Records contained in a dataset
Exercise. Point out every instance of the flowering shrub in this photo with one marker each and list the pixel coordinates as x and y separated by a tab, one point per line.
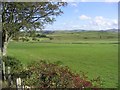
49	75
41	74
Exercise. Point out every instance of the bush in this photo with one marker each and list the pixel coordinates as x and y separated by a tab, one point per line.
24	39
48	75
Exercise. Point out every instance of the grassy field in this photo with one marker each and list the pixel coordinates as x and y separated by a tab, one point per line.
97	57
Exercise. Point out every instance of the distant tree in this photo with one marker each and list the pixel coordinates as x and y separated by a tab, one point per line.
17	16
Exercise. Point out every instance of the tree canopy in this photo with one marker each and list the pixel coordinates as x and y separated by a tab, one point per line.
27	15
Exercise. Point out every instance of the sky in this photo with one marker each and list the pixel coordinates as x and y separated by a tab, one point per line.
87	15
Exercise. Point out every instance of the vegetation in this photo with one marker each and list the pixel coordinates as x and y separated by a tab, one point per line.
17	16
42	74
98	59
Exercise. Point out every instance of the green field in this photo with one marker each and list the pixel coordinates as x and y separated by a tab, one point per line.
97	57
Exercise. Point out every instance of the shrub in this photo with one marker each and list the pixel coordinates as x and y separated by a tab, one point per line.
49	75
24	39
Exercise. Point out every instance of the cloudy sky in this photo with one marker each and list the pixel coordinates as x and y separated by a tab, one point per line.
87	15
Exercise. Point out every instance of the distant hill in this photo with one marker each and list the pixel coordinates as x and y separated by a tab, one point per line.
76	30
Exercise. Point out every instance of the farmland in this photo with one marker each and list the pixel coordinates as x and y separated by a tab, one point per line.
92	52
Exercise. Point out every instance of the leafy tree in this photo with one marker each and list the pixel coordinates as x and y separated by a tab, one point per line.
17	16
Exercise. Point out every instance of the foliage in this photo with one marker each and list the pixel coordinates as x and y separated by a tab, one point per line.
96	59
49	75
18	16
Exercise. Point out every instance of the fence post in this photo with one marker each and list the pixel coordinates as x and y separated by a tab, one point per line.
3	63
18	84
9	77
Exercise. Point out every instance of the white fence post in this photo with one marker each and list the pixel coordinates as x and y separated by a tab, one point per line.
9	77
18	84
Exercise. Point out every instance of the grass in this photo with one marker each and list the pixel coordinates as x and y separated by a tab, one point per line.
95	58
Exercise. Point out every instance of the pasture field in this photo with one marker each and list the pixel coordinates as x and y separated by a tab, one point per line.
95	56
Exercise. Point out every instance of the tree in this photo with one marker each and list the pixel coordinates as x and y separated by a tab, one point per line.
17	16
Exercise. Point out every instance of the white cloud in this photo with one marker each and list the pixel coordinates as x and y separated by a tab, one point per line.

**EXERCISE AIM:** Copy every record above exactly, leaving out any pictures.

**ANSWER TO THIS PROBLEM:**
Exercise. Point out every instance of the flowering shrub in this photo with one marker each and list the pixel coordinates as x and y separated by a tab, one point per line.
49	75
41	74
Exercise. Point out every instance of the bush in this photo with one marker each and list the pixel coordinates as x and y separated by a tab, one point per line.
24	39
48	75
Exercise. Point out every instance of the grassy field in this photo with one marker each and list the pixel coordinates as x and y separated by a tab, one point per line.
97	57
Exercise. Point out every instance of the distant tree in this photo with one marker each and list the pixel coordinates as x and y separated by a tab, one point per line.
17	16
Exercise. Point out every instance of the tree canopy in this photo with one marker each and list the pixel coordinates as x and y separated by a tab, one point per line.
27	15
Exercise. Point out every instance of the sky in this photo with one marker each and list the pixel coordinates as x and y separated by a tab, one point per line.
87	15
Exercise. Point out every instance of the vegetation in this photo with one marker each and list the pixel coordinates as x and y separated by a tab, one point per line.
17	16
42	74
98	59
Exercise. Point out every instance of the green field in this photo with one marker each and list the pixel coordinates as x and y separated by a tab, one point per line.
97	57
Exercise. Point out every instance of the shrub in this photo with one marker each and list the pixel coordinates as x and y separated by a tab, one point per line.
49	75
24	39
Exercise. Point out every instance of the cloudy sky in this photo with one marker each and list the pixel coordinates as x and y separated by a tab, one point per line.
87	15
Exercise. Point out every instance of the distant hill in this photo with one marker each and list the pixel coordinates as x and y separated by a tab, one point per line.
76	30
Exercise. Point out every instance of the farmland in this photo with one marker each and list the pixel coordinates as x and y separated by a tab, one point per line.
92	52
Exercise. Point out every instance of the leafy tree in this photo with one marker each and list the pixel coordinates as x and y separated by a tab, one point per line.
17	16
Exercise. Point out every instance of the foliage in this photo with one marker each and list the pixel coordinates as x and y separated by a tab, one point per line.
96	59
49	75
18	16
Exercise. Point out every instance of the fence post in this photo with one marker each and list the pixel coordinates as x and y separated by a tab, one point per line.
3	63
18	84
9	77
Exercise. Point out every instance of the white fence post in this photo with one marker each and list the pixel coordinates as x and y separated by a tab, one point per line.
9	77
18	84
Exercise. Point out every instance of the grass in this photo with one marker each and list the pixel coordinates as x and y separated by a tab, one point per line.
95	58
Exercise. Point out every instance of the pasture field in this photo with one marker each and list the pixel coordinates as x and y separated by a tab, one point per line.
95	56
Exercise. Point out every instance of the tree in this photo with one marker each and list the pixel coordinates as x and y separated by a tab, one point per line.
17	16
Exercise. Point out every instance of the white cloud in this photo with one marker each and list the pixel coordinates as x and y separated by a tab, one point per line.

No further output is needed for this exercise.